__Your objective__. Please give all of the data again, character for character, and drop the pictures.

▬▬▬▬▬▬▬▬▬▬

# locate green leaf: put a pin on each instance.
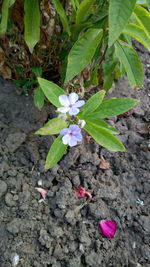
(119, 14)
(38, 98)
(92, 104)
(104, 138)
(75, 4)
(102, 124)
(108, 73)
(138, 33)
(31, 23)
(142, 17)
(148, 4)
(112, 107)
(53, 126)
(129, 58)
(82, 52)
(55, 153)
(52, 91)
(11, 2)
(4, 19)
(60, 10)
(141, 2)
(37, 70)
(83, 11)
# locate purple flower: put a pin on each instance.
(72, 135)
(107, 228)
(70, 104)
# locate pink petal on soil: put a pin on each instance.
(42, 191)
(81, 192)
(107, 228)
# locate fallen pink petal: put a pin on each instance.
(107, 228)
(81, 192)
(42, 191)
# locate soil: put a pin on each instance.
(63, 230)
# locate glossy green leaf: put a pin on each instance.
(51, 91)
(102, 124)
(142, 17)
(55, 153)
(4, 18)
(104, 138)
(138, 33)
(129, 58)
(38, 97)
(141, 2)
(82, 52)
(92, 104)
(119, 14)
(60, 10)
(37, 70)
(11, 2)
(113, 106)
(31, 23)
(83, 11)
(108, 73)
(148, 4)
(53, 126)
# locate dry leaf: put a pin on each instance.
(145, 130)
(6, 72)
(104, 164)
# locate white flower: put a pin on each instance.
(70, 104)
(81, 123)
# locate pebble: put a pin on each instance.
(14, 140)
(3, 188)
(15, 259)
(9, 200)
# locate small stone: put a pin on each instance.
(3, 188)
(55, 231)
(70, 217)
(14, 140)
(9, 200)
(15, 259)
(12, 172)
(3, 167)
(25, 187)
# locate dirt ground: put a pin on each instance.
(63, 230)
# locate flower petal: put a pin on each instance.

▬▬▬▬▬▬▬▬▬▬

__Answer section__.
# locate green leaf: put a pin on each instance.
(119, 14)
(38, 98)
(92, 104)
(104, 138)
(75, 4)
(102, 124)
(108, 73)
(138, 33)
(31, 23)
(142, 17)
(148, 4)
(112, 107)
(53, 126)
(129, 58)
(82, 52)
(55, 153)
(52, 91)
(11, 2)
(4, 19)
(60, 10)
(141, 2)
(37, 70)
(83, 11)
# locate purple flower: put a pin on each instance.
(72, 135)
(107, 228)
(70, 104)
# locate pink petal on soil: put a pin on each instance.
(42, 191)
(81, 192)
(107, 228)
# locate fallen pink petal: put a pin on each instance.
(107, 228)
(81, 192)
(42, 191)
# locate soil: put a pin on each instance.
(63, 230)
# locate glossy green leaf: put a pin on each instance.
(51, 91)
(102, 124)
(142, 17)
(55, 153)
(4, 18)
(104, 138)
(138, 33)
(129, 58)
(38, 97)
(141, 2)
(82, 52)
(92, 104)
(119, 14)
(60, 10)
(37, 70)
(11, 2)
(113, 106)
(31, 23)
(83, 11)
(108, 73)
(148, 4)
(53, 126)
# locate dry leaf: put a pin on each instance.
(145, 130)
(6, 72)
(104, 164)
# locate white flower: put a pin on each instance.
(70, 104)
(81, 123)
# locate pebble: put a pin on each instance.
(14, 140)
(3, 188)
(15, 259)
(9, 200)
# locate small stone: put a pin on each instance.
(3, 188)
(55, 231)
(70, 217)
(14, 140)
(9, 200)
(15, 259)
(12, 172)
(3, 167)
(25, 187)
# locate dirt ground: put a pin on each instance.
(63, 230)
# locate flower petal: put a pin on each instance.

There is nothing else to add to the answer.